Given instruction | Copy every line of the records that contains the word "tall".

### Excerpted data

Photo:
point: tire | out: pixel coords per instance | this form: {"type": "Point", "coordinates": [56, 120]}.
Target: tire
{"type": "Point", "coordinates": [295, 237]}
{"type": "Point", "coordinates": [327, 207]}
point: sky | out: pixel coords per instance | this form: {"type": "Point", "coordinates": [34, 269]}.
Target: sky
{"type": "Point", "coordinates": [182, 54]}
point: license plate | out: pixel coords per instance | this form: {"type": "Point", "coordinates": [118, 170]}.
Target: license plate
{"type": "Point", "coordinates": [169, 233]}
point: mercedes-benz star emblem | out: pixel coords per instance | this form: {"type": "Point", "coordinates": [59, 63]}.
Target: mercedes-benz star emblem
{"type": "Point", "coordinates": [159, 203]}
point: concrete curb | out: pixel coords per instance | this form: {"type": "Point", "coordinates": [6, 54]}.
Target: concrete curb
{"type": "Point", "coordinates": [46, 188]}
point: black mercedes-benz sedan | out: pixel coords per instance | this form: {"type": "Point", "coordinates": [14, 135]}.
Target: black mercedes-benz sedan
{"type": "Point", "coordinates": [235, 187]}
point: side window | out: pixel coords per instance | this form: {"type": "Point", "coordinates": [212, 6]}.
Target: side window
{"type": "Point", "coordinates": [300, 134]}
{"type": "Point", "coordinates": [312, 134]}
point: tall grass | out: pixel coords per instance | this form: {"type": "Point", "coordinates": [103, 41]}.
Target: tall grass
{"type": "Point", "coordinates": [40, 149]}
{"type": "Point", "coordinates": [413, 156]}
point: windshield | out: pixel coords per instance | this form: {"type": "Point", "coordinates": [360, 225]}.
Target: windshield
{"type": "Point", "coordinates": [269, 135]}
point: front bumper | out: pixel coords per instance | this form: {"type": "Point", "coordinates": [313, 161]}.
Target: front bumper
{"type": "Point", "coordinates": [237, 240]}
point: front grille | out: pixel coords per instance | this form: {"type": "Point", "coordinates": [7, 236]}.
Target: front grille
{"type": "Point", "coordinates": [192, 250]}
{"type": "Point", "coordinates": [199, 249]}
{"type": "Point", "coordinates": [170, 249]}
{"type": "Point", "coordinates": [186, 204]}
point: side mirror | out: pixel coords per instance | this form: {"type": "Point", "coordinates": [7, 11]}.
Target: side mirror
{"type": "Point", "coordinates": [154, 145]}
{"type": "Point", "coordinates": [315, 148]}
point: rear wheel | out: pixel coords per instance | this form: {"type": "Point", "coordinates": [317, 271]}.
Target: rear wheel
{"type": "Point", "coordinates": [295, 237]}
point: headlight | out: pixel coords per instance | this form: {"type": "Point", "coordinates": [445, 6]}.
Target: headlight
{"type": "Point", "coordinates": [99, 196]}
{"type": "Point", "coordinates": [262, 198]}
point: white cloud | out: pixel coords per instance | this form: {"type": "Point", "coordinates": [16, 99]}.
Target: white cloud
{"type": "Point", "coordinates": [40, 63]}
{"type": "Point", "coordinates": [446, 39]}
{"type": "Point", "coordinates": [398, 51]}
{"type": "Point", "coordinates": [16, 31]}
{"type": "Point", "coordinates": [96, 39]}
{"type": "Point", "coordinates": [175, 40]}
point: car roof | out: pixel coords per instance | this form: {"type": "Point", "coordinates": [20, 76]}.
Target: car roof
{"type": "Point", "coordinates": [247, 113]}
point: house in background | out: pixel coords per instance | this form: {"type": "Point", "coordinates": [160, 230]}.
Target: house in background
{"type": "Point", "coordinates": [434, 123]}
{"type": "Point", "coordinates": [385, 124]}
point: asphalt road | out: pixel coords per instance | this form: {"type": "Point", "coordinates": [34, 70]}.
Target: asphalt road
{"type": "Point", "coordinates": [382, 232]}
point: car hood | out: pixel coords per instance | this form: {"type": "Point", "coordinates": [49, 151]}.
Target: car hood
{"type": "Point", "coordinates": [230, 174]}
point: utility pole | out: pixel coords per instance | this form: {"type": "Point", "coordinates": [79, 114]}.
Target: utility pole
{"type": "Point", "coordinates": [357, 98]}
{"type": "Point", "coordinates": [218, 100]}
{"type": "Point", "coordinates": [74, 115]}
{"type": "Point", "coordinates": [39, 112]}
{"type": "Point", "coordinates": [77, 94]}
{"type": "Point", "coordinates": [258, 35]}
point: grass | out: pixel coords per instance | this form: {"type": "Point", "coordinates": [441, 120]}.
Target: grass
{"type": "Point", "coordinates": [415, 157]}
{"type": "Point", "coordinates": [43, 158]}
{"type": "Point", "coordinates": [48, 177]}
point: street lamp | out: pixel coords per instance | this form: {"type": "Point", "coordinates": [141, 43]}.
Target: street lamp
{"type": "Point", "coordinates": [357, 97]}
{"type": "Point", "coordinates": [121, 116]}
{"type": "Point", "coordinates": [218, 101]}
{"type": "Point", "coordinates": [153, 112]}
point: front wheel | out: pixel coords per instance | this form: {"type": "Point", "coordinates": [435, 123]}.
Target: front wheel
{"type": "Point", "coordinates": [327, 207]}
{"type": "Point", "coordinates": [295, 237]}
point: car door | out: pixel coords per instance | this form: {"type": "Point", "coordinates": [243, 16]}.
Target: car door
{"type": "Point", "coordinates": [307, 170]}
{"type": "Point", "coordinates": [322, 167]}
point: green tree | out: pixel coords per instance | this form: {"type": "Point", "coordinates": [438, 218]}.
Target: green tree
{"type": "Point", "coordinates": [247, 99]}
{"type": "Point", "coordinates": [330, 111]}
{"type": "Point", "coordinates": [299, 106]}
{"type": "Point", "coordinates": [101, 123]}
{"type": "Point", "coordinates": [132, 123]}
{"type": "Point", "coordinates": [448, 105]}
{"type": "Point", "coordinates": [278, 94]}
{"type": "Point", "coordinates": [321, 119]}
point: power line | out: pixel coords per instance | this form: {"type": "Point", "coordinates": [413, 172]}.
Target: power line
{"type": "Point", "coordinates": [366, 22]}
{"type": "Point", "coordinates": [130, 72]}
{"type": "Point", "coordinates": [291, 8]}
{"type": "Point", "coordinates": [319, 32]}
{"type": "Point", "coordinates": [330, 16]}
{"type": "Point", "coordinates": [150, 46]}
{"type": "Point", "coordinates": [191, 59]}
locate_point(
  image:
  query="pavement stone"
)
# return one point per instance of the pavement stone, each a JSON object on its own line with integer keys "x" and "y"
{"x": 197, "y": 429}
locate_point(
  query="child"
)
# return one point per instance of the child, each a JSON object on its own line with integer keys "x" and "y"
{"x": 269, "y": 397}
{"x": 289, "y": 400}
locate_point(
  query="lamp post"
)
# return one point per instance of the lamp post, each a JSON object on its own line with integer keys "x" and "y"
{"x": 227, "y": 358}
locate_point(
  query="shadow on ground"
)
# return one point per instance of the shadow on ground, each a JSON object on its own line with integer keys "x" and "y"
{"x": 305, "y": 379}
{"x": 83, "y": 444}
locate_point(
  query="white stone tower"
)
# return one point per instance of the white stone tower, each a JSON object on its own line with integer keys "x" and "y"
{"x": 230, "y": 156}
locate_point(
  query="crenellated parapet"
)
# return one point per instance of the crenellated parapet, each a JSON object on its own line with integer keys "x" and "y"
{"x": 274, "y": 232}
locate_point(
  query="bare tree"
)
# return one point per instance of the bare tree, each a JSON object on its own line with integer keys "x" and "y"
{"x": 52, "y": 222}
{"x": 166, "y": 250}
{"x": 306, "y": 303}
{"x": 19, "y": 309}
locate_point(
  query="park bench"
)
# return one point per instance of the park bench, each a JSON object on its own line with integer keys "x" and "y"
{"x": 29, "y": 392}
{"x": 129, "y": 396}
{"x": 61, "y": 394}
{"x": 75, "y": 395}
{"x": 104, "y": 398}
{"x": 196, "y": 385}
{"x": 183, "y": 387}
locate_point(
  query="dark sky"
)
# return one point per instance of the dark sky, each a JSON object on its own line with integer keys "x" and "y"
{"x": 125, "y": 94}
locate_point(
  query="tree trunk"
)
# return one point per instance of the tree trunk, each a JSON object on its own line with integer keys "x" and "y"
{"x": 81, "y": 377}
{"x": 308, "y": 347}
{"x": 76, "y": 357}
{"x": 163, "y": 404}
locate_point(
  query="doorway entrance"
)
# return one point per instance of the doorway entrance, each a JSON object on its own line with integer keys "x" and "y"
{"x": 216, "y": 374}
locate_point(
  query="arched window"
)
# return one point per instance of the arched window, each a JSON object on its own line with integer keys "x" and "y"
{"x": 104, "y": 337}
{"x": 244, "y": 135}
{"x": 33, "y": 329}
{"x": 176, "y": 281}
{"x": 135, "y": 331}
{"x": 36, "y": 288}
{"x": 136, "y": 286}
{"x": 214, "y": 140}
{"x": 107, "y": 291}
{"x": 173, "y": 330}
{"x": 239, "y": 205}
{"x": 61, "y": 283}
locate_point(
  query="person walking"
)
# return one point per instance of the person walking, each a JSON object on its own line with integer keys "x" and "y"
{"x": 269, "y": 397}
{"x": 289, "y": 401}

######

Task solution |
point: tall grass | out: pixel coords per instance | this form: {"type": "Point", "coordinates": [103, 41]}.
Target: tall grass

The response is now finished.